* _REQUESTS_
1. Could you repeat the Josh Freeman passage from "But even in" up to and including "analyst Rodney Harrison."?
2. Which people does the Josh Freeman passage mention by name?

My apologies for being a bit scarce the past couple of days, folks. . .our Korean counterparts hosted a "Friendship Day" for the weather units here on the peninsula on Friday afternoon. Let me tell you. . .between the soju and whatever other beverages were flowing throughout the afternoon and evening, I was feeling mighty darn friendly by the time we had to jump on the bus to go home.

But even in the state I was in yesterday, I don't think I would have had it within myself to say something as utterly uninformed as was spoken by NBC NFL analyst Rodney Harrison.

(We call that a "segue". . .and a pretty good one, if I might say so.)

Harrison will be part of the crew that will be working this Sunday's game between the Minnesota Vikings and the Green Bay Packers from the NBC studios. While it was expected that the Vikings were going to give Josh Freeman a chance to make amends for the disaster we saw on Monday night at MetLife Stadium, it was revealed a couple of days later that he had a concussion, and the Vikings said they would, instead, start Christian Ponder at quarterback for the "Border Battle."

For whatever reason he might have for saying it, Rodney Harrison decided to say the following about Josh Freeman:

"I can't say that I believe he has a concussion. I can't say I'm 100% sold out. I'm not trying to doubt the seriousness of his injury if he has one, but it just seems like a convenient excuse to get out of a situation."

* _RECORDED INFORMATION_
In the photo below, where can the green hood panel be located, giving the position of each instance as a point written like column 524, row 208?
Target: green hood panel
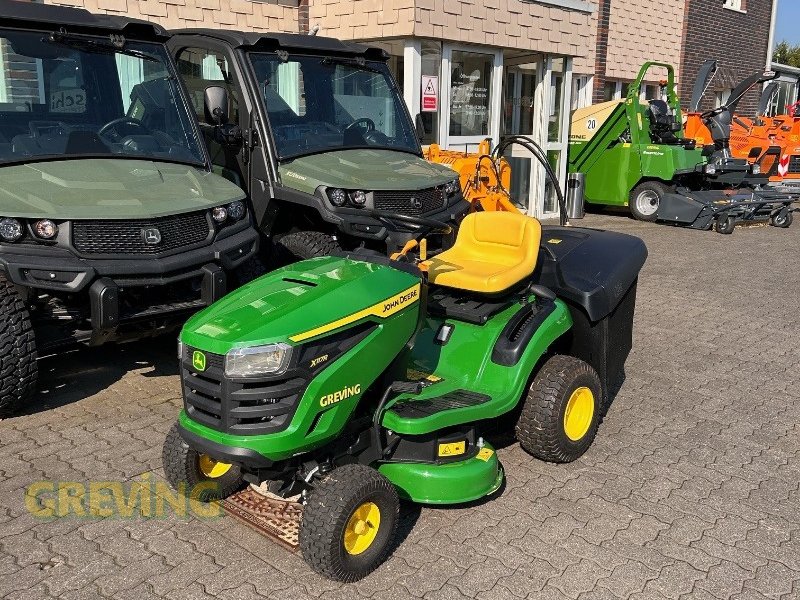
column 109, row 189
column 298, row 302
column 363, row 169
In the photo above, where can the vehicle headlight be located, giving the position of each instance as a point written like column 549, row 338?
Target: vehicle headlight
column 45, row 229
column 10, row 229
column 337, row 197
column 258, row 360
column 219, row 214
column 451, row 187
column 359, row 198
column 236, row 210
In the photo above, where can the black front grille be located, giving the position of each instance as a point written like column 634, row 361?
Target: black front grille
column 254, row 407
column 128, row 236
column 406, row 202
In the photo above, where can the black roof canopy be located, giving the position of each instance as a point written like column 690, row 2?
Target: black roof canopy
column 290, row 42
column 31, row 15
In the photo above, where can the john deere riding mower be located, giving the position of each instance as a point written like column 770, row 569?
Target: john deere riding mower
column 360, row 379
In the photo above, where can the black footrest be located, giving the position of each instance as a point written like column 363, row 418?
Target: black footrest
column 419, row 409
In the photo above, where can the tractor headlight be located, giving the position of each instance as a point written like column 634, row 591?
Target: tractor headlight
column 337, row 197
column 236, row 210
column 10, row 230
column 451, row 187
column 258, row 360
column 359, row 198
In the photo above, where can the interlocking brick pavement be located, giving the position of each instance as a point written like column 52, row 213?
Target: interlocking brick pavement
column 691, row 490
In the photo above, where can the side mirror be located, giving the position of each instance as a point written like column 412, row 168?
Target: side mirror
column 216, row 105
column 420, row 127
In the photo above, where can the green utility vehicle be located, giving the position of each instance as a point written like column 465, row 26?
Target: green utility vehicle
column 112, row 225
column 317, row 132
column 631, row 155
column 358, row 379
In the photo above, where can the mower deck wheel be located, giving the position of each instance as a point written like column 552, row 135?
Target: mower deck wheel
column 349, row 523
column 196, row 474
column 781, row 219
column 645, row 199
column 725, row 224
column 561, row 413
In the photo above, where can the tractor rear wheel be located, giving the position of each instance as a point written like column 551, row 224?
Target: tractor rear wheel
column 561, row 413
column 300, row 245
column 349, row 523
column 195, row 474
column 18, row 366
column 645, row 199
column 781, row 219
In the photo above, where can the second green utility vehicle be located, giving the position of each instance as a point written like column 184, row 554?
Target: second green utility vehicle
column 112, row 225
column 317, row 132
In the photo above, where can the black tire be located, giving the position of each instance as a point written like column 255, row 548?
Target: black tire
column 781, row 220
column 249, row 270
column 542, row 427
column 18, row 365
column 331, row 506
column 725, row 224
column 645, row 199
column 182, row 466
column 301, row 245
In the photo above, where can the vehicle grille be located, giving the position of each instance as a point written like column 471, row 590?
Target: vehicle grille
column 255, row 407
column 127, row 237
column 406, row 202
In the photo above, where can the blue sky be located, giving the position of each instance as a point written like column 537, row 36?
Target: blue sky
column 788, row 17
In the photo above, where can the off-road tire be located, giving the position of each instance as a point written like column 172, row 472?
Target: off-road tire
column 725, row 225
column 300, row 245
column 251, row 269
column 540, row 427
column 181, row 466
column 18, row 366
column 783, row 222
column 325, row 516
column 653, row 187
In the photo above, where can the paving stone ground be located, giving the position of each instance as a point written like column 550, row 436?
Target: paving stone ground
column 690, row 490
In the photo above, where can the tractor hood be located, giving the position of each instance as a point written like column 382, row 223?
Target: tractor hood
column 363, row 169
column 109, row 189
column 300, row 302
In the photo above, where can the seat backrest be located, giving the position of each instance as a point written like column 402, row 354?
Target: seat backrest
column 505, row 237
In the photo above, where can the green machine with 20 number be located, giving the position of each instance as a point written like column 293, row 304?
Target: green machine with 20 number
column 359, row 380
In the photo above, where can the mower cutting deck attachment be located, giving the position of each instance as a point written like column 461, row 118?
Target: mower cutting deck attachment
column 358, row 380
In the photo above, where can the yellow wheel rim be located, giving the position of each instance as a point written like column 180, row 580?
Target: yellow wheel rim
column 361, row 528
column 212, row 468
column 579, row 413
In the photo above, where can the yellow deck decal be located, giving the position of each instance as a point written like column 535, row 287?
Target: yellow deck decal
column 382, row 309
column 485, row 454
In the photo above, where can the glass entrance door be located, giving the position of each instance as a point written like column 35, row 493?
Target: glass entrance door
column 472, row 78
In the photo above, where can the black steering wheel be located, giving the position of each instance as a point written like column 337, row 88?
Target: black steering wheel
column 110, row 128
column 409, row 223
column 365, row 120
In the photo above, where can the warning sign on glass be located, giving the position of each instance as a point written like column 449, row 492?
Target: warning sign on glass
column 430, row 93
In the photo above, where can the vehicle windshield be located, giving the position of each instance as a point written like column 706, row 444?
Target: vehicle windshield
column 318, row 104
column 65, row 95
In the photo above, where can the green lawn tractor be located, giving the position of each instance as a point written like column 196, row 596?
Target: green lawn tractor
column 632, row 155
column 358, row 380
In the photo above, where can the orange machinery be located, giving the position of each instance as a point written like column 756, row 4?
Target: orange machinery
column 485, row 181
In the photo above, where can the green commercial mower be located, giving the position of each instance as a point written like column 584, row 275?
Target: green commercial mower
column 359, row 380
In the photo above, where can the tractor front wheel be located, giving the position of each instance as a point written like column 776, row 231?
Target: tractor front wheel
column 349, row 523
column 195, row 474
column 645, row 199
column 561, row 413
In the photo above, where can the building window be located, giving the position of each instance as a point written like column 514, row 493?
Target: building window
column 735, row 5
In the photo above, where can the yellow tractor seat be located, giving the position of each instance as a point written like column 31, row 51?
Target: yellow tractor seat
column 493, row 252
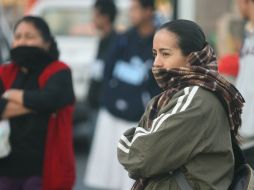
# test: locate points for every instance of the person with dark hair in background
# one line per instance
(183, 140)
(104, 15)
(244, 80)
(127, 87)
(37, 100)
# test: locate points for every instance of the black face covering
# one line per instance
(30, 57)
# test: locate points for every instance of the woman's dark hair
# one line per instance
(190, 36)
(44, 30)
(107, 7)
(147, 3)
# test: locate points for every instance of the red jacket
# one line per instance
(59, 162)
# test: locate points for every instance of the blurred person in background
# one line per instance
(185, 132)
(37, 100)
(127, 88)
(104, 15)
(244, 81)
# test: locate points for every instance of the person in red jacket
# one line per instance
(37, 99)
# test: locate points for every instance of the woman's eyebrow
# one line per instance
(164, 49)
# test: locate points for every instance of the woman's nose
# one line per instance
(19, 42)
(157, 62)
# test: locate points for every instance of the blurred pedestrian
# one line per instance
(37, 99)
(183, 131)
(104, 15)
(244, 81)
(128, 86)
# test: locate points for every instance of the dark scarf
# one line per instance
(202, 72)
(30, 57)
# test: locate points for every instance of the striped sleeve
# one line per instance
(172, 140)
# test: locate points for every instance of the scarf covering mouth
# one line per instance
(202, 72)
(30, 57)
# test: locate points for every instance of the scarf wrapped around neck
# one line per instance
(203, 72)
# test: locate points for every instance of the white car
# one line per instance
(71, 23)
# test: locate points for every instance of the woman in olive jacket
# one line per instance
(186, 129)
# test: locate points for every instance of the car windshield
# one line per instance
(70, 21)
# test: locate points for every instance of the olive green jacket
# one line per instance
(192, 133)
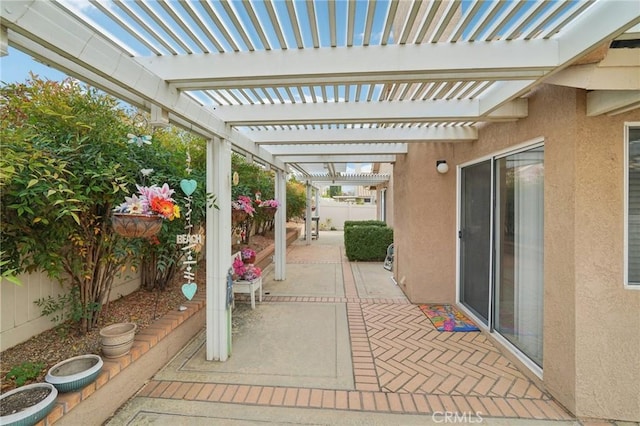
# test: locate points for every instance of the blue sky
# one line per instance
(15, 68)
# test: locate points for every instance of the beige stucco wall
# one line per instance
(21, 318)
(425, 223)
(592, 323)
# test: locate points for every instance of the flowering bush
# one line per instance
(152, 200)
(245, 204)
(245, 272)
(269, 203)
(247, 253)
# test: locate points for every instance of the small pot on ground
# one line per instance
(116, 339)
(27, 405)
(74, 373)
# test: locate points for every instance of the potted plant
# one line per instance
(269, 207)
(241, 209)
(248, 255)
(27, 404)
(116, 339)
(74, 373)
(141, 215)
(245, 271)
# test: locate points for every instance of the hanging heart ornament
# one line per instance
(189, 290)
(188, 186)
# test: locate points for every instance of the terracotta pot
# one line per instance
(116, 351)
(116, 339)
(136, 225)
(74, 373)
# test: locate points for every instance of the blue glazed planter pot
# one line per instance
(31, 414)
(74, 373)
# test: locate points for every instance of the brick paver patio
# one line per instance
(401, 364)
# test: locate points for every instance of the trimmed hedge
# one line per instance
(367, 242)
(349, 223)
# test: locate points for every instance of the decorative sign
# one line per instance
(189, 239)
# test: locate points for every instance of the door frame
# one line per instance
(514, 149)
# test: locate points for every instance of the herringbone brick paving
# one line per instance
(401, 364)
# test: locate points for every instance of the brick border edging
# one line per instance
(157, 337)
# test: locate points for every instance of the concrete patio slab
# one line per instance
(373, 281)
(146, 411)
(286, 344)
(307, 280)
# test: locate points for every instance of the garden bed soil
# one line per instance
(20, 401)
(54, 346)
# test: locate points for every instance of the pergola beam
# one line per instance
(459, 110)
(519, 59)
(321, 159)
(96, 60)
(363, 135)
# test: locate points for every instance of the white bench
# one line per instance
(247, 287)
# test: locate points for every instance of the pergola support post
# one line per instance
(218, 258)
(281, 226)
(307, 216)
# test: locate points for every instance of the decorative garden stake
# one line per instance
(191, 240)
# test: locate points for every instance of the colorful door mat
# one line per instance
(448, 318)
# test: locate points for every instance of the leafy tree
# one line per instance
(66, 163)
(167, 156)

* _SOLUTION LIST_
1.
But even in the state I was in yesterday, I don't think I would have had it within myself to say something as utterly uninformed as was spoken by NBC NFL analyst Rodney Harrison.

2. Rodney Harrison, Josh Freeman, Christian Ponder